Moscou, 14 décembre. Sur l’écran, Poutine et une citation de sa conférence de presse de fin d’année. (Maxim Shemetov/REUTERS)
publié le 20 décembre 2023 à 21h32

Avec l’invasion de l’Ukraine en février 2022, la guerre a soudainement frappé le Vieux Continent, une réalité que les peuples européens avaient oubliée. Mais ce conflit ne constitue que la partie émergée de l’iceberg. Loin d’avoir cédé à une impulsion irréfléchie, Vladimir Poutine poursuit en effet un dessein idéologique plus vaste que la reconquête de l’ancienne république soviétique. Il vise tout bonnement à disloquer l’Occident, une entreprise méditée et méthodique.

Méditée, en ce sens que l’ancien officier du KGB s’appuie sur des idéologues, Ivan Ilyine (1883-1954) avant tout. Hostile à la révolution d’Octobre, cet essayiste avait, dans quelque quarante ouvrages, réclamé un retour au tsarisme et à la foi orthodoxe, exalté la Russie éternelle et surtout dénoncé l’Occident, porteur à ses yeux de la décadence. Poutine a bien médité la leçon. Plaidant pour un pouvoir fort qui sert ses intérêts politiques autant que financiers, il n’a cessé de militer pour une Eurasie qui assurerait à son pays un rôle éminent.

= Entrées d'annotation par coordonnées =
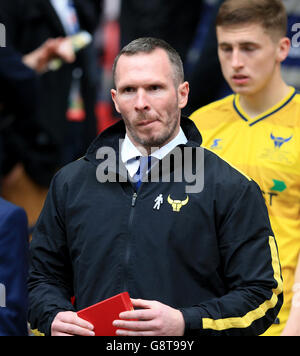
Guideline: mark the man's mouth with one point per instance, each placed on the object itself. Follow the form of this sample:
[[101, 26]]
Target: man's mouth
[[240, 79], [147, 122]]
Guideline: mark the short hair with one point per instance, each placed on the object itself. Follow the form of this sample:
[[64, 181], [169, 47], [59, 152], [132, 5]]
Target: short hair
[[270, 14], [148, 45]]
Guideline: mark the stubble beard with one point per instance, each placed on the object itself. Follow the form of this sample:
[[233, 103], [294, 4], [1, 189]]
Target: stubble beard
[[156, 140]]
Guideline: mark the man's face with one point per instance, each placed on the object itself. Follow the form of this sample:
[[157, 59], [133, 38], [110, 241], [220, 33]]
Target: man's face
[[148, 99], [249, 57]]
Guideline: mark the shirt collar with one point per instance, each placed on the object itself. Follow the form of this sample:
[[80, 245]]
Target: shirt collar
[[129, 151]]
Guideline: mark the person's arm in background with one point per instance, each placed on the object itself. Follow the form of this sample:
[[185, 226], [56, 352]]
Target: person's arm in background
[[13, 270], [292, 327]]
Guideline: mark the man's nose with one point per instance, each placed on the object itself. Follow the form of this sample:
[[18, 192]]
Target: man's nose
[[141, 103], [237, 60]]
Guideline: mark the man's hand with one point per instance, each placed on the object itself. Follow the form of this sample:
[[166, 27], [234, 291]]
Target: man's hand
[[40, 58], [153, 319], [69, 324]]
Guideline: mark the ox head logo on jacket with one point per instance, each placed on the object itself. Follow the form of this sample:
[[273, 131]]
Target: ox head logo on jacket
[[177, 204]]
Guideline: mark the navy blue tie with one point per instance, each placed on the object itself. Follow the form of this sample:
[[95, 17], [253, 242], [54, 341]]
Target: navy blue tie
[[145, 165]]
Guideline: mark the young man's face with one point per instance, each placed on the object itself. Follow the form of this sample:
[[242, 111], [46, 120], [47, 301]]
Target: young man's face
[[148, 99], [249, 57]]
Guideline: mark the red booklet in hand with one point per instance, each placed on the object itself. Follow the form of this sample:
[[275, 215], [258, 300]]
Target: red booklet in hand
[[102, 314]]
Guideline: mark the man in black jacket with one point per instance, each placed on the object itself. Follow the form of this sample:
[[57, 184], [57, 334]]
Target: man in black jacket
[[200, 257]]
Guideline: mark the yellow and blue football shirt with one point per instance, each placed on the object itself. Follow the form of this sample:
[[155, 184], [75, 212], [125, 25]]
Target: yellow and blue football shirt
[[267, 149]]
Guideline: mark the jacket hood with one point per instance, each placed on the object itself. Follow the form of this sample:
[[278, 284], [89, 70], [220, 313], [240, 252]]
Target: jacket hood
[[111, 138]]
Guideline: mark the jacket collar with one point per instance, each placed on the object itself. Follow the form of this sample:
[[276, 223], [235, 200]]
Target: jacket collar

= ACTIONS À MENER =
1/ Répondez à ces questions d'après l'extrait :
(a) À quelle date et à quelle heure l'extrait a-t-il été publié ?
(b) En quel mois et en quelle année l'invasion de l'Ukraine a-t-elle eu lieu ?
(c) Dans combien d'ouvrages environ Ivan Ilyine a-t-il défendu ses idées ?
2/ Indiquez si chacune de ces affirmations concorde avec l'extrait, en citant les mots qui permettent de trancher :
(a) Ivan Ilyine soutenait la révolution d'Octobre.
(b) Poutine a agi sous le coup d'une impulsion irréfléchie.
(c) Poutine a été officier du KGB.
3/ Recopiez le passage de l'extrait qui va de « Moscou, 14 décembre. Sur » à « méditée et méthodique. ».

= RÉPONSES RÉDIGÉES =
1/
(a) Le 20 décembre 2023 à 21h32.
(b) En février 2022.
(c) Dans quelque quarante ouvrages.

2/
(a) Non : « Hostile à la révolution d’Octobre »
(b) Non : « Loin d’avoir cédé à une impulsion irréfléchie »
(c) Oui : « l’ancien officier du KGB »

3/
Moscou, 14 décembre. Sur l’écran, Poutine et une citation de sa conférence de presse de fin d’année. (Maxim Shemetov/REUTERS)
publié le 20 décembre 2023 à 21h32

Avec l’invasion de l’Ukraine en février 2022, la guerre a soudainement frappé le Vieux Continent, une réalité que les peuples européens avaient oubliée. Mais ce conflit ne constitue que la partie émergée de l’iceberg. Loin d’avoir cédé à une impulsion irréfléchie, Vladimir Poutine poursuit en effet un dessein idéologique plus vaste que la reconquête de l’ancienne république soviétique. Il vise tout bonnement à disloquer l’Occident, une entreprise méditée et méthodique.